JOB: Pick up the passage on the fine-grained image feature extraction module at the point where it stops and continue writing it.
--- Begin EXTRACT ---
The proposed Fine-Grained Image Feature Extraction (FGFE) module. The bottom figure shows the attention module adopted by the image feature extraction network, including spatial attention and channel attention

Proposed method

In this section, we present a novel two-stage multi-sensor 3D object detection network, APIDFF-Net, as illustrated in Fig. 1. The network consists of a coarse region proposal network and a refined region proposal network, with our focus on the first-stage network. Specifically, we introduce an adaptive Fine-Grained Image Feature Extraction (FGFE) module, a multi-sensor Diversity Feature Fusion (DFF) module, and a Region Proposal Network (RPN) to extract fine-grained image and point cloud features and generate rough 3D boxes. In the first stage, we use the proposed FGFE module and PointNet++ [26] to extract image and point cloud features, respectively, and then use the DFF module to explore the diversity of the features before generating 3D boxes with the RPN. In the second stage, the refined network of PointRCNN [29] is applied to predict the final 3D box. In the following section, we will provide detailed explanations of our FGFE module and DFF module.

FGFE module

Classical image backbone networks such as ResNet50 [11] and VGG16 [32] are known for accurately extracting high-level semantic features to obtain coarse-grained information. However, these networks often ignore the fine-grained information of the image, such as color, texture, and contour. The fine-grained image information can effectively enhance the geometric information of the point cloud. Therefore, in our designed image feature extraction network, we focus on preserving fine-grained information, rather than obtaining coarse-grained information by extracting high-level semantic features.

We designed a feature extraction module that includes three convolutional blocks and utilizes both channel and spatial attention mechanisms. As depicted in Fig. 2, we aim to minimize the loss of feature map resolution and preserve the spatial information of the feature map. To achieve this, we only introduce MaxPooling in the first convolutional layer, which not only reduces the computational burden but also makes the image features invariant to translation. To adaptively learn meaningful features of the image, we use the channel and spatial mechanisms to estimate the location of important information. In channel attention, we use MaxPooling and AvgPooling to compress the spatial dimension of the image \((C \times H \times W)\) to one dimension \((C \times 1 \times 1)\), respectively, so as to aggregate the information of feature maps. Then, a shared MLP network is used to learn high-semantic feature. The activation function is used to generate the final channel attention feature weight map. The formula can be expressed as follows:

$$\begin{aligned} \textbf{M}_\textbf{c}(\textbf{F}_\textbf{c})&= \sigma (M L P({\text {AvgPool}}(\textbf{F}_\textbf{c})) \nonumber \\&\quad + M L P({\text {MaxPool}}(\textbf{F}_\textbf{c}))) \nonumber \\&= \sigma \! \left( \! \textbf{W}_\textbf{1} \! \left( \! \textbf{W}_\textbf{0} \! \left( \! \textbf{F}_\textbf{a v g} \! \right) \right) \! + \! \textbf{W}_\textbf{1} \! \left( \! \textbf{W}_\textbf{0} \! \left( \! \textbf{F}_\textbf{m a x } \! \right) \right) \right) , \end{aligned}$$
(1)
--- End EXTRACT ---
--- Begin EXCERPTED RECORDS ---
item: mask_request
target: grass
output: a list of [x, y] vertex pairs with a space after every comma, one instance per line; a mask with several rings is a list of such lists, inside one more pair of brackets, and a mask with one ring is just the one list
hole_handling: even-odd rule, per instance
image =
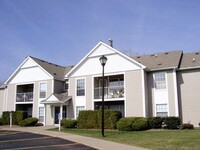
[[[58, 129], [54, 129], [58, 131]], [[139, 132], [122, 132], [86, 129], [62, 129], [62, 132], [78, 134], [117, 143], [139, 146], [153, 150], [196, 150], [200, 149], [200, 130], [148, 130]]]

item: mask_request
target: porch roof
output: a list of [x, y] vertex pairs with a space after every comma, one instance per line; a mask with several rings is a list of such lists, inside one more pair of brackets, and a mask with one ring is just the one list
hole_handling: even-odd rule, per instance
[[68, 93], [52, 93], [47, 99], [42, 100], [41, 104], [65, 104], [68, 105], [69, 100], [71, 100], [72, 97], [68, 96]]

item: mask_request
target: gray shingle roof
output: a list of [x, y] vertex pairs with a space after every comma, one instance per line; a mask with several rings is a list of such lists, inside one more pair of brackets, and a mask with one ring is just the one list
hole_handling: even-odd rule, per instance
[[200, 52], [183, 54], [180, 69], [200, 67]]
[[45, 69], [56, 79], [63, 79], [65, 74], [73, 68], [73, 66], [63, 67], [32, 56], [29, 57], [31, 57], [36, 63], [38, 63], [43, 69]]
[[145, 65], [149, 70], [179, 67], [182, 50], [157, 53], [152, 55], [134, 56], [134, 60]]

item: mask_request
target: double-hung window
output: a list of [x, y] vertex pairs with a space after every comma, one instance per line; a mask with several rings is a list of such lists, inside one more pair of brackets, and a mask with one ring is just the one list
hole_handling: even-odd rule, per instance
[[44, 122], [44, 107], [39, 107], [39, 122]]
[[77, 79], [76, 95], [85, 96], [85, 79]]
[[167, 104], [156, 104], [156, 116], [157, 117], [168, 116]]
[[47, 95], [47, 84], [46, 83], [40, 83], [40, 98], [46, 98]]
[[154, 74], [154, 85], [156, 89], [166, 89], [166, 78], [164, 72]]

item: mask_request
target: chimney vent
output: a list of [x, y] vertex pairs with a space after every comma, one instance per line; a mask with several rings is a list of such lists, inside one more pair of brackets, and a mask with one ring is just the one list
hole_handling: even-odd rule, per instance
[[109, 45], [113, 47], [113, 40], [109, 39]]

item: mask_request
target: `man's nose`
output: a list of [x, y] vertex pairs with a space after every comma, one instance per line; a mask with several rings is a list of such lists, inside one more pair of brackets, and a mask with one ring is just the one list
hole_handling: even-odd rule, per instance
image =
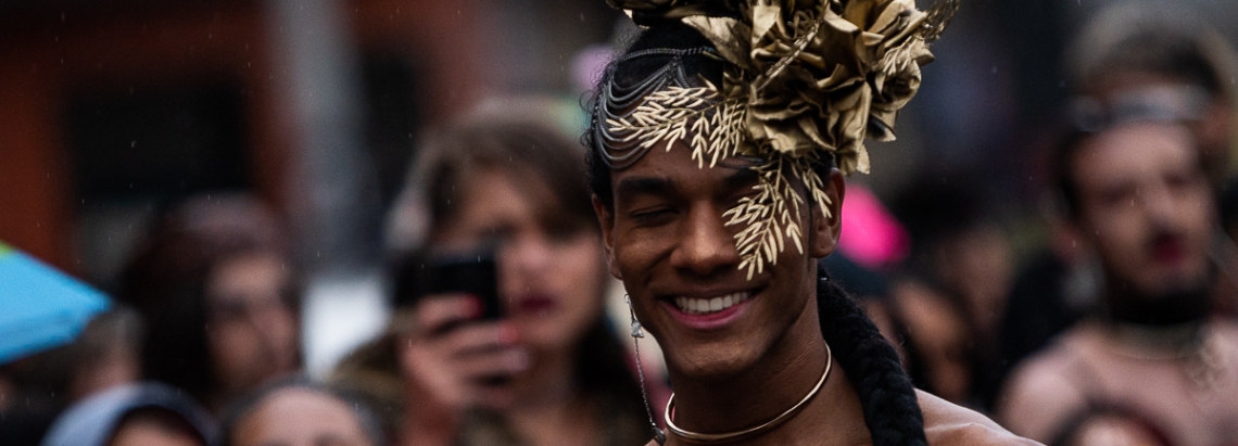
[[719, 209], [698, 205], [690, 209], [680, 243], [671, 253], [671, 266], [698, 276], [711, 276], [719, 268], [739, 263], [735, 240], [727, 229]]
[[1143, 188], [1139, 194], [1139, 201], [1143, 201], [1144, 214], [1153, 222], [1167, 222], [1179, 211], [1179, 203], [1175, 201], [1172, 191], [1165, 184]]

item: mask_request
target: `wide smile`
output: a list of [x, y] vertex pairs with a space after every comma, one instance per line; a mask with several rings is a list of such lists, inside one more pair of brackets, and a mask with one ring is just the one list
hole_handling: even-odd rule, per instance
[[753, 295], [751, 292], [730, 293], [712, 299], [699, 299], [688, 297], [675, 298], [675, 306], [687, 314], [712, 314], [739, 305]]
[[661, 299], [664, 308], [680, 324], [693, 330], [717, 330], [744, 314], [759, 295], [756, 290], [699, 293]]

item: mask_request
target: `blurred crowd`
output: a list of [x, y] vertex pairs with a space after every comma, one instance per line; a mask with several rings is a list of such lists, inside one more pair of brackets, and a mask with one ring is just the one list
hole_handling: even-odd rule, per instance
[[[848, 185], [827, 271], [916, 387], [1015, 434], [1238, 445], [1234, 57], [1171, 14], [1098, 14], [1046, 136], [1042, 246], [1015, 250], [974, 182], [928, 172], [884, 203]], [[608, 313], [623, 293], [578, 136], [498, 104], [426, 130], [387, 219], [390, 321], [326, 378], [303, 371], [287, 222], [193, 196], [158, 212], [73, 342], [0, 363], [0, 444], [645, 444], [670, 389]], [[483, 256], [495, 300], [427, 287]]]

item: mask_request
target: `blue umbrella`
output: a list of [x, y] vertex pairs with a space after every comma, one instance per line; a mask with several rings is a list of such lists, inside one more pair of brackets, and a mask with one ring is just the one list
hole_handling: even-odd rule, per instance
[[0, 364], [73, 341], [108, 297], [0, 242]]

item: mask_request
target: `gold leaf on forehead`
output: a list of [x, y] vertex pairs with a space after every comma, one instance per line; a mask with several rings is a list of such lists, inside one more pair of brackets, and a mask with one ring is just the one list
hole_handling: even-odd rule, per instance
--- End EXCERPTED RECORDS ---
EXERCISE RESULT:
where \(\textbf{M}_\textbf{c}\) is the channel attention feature weight map, \(\textbf{F}_\textbf{c}\) is the feature map, \(\textbf{F}_\textbf{a v g}\) and \(\textbf{F}_\textbf{m a x}\) are AvgPooling and MaxPooling respectively, \(\sigma \) is the activation function sigmoid, and \(\textbf{W}_\textbf{0}\) and \(\textbf{W}_\textbf{1}\) are the shared weights of the MLP.

In spatial attention, to generate the final spatial attention feature map, we first perform AvgPooling and MaxPooling in the channel dimension, which converts the three-dimensional features \((C \times H \times W)\) into two-dimensional features \((1 \times H \times W)\). The two-dimensional features are then concatenated to form a spliced feature map. Finally, we use a convolution operation on the spliced feature map to generate the final spatial attention feature map. The formula for the convolution operation is expressed as follows:

$$\begin{aligned} \textbf{M}_{\textbf{s}}(\textbf{F}_\textbf{s})&= \sigma \!\! \left( f^{7 \times 7}([{\text {AvgPool}}(\textbf{F}_\textbf{s}); {\text {MaxPool}}(\textbf{F}_\textbf{s})])\right) \nonumber \\&= \sigma \!\! \left( f^{7 \times 7}\left( \left[ \textbf{F}_{\textbf{a v g}}; \textbf{F}_{\textbf{m a x}}\right] \right) \right) , \end{aligned}$$
(2)

where \(\textbf{M}_{\textbf{s}}\) is the spatial attention feature weight map. \(\textbf{F}_\textbf{s}\) is the feature map, \(\textbf{F}_\textbf{a v g}\) and \(\textbf{F}_\textbf{m a x}\) are AvgPooling and MaxPooling respectively, \(\sigma \) is the sigmoid function, and [ ] represents the concatenate operation.

Diversity feature fusion module

Fig. 3
figure 3

The proposed fusion module consists of Point-wise Correspondence and DFF. The former projects the image to the point-wise image to unify the dimension of the point-wise image and the point cloud, while the latter is used to learn the diversity features of the point-wise image and the original point cloud

Lidar point clouds provide valuable geometric information for object recognition. However, due to the density of points in close proximity and sparsity at a distance, Lidar point clouds present challenges for accurate recognition. For example, dense points in close proximity can result in the network confusing the boundaries of two objects; objects with similar geometric structures but different colors and textures are difficult to differentiate through geometric information alone. To address these challenges, we propose a Diversity Feature Fusion (DFF) module that incorporates low-level image features (such as color, texture, and contour) with high-level point cloud features. This is achieved through a point-wise image feature transformation and an attention mechanism that effectively explores and fuses complementary features for more accurate recognition. The resulting features are used to generate rough 3D boxes through the Region Proposal Network (RPN) in the first stage of the network.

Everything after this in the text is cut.